Indian communities have existed in the Gulf emirate of Dubai for more than a century. Since the 1970s, workers from South Asia have flooded into the emirate, enabling Dubai's huge construction boom. They now compose its largest noncitizen population. Though many migrant families are middle-class and second-, third-, or even fourth-generation residents, Indians cannot become legal citizens of the United Arab Emirates. Instead, they are all classified as temporary guest workers. In Impossible Citizens, Neha Vora draws on her ethnographic research in Dubai's Indian-dominated downtown to explore how Indians live suspended in a state of permanent temporariness.

__BRIEF__
Reproduce the passage on Indian communities in Dubai word for word, starting at "Indian communities have" and ending at "of permanent temporariness.". The lines after this point are separate material and are not part of the passage on Indian communities in Dubai.

__ITEMS__
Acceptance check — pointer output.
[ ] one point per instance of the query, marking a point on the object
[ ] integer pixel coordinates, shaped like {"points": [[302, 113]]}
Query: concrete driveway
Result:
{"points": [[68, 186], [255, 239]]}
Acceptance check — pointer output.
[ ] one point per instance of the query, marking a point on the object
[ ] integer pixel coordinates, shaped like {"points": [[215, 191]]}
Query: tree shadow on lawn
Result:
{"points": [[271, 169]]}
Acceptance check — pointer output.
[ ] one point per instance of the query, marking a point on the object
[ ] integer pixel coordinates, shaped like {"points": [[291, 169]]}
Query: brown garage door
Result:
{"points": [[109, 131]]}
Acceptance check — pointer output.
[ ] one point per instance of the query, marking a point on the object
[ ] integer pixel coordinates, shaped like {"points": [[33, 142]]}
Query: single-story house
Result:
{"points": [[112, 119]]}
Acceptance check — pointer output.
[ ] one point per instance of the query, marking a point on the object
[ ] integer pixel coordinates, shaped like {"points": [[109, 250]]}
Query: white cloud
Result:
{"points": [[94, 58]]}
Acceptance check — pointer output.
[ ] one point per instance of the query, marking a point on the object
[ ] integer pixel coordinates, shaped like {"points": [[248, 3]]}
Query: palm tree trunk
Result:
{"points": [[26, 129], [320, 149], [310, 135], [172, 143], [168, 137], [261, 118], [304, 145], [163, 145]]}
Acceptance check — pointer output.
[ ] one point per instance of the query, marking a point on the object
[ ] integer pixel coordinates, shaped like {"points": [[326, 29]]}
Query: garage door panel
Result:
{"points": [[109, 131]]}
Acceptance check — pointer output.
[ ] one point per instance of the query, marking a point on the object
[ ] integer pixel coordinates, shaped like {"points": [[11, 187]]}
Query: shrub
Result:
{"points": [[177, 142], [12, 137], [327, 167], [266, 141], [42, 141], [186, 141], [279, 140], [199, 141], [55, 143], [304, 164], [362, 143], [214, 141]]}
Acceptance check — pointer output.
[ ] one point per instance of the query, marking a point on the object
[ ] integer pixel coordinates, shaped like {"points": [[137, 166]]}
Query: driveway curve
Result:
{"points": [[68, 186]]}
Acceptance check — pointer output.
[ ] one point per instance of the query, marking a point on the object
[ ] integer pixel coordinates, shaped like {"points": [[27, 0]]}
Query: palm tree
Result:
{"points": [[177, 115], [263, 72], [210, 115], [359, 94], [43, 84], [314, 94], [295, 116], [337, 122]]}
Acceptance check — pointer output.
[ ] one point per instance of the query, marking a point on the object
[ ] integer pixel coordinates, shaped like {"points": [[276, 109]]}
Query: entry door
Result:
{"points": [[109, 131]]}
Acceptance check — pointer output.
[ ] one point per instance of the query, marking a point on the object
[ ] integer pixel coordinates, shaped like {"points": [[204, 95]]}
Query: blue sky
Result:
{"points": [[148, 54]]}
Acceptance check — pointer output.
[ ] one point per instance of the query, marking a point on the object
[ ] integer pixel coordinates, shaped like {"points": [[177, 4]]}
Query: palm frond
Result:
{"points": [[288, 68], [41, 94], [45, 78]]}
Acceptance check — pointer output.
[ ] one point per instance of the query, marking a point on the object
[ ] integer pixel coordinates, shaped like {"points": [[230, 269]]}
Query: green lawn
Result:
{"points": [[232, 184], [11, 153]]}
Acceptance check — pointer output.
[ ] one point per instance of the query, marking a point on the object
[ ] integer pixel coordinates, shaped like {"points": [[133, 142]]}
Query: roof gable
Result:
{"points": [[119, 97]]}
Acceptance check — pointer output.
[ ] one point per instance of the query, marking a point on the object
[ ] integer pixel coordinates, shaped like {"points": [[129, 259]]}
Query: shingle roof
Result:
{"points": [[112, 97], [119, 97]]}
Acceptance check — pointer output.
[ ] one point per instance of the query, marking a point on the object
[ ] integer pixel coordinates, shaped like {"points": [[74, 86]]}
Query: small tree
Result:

__RESPONSE FOR THIS EXERCISE__
Indian communities have existed in the Gulf emirate of Dubai for more than a century. Since the 1970s, workers from South Asia have flooded into the emirate, enabling Dubai's huge construction boom. They now compose its largest noncitizen population. Though many migrant families are middle-class and second-, third-, or even fourth-generation residents, Indians cannot become legal citizens of the United Arab Emirates. Instead, they are all classified as temporary guest workers. In Impossible Citizens, Neha Vora draws on her ethnographic research in Dubai's Indian-dominated downtown to explore how Indians live suspended in a state of permanent temporariness.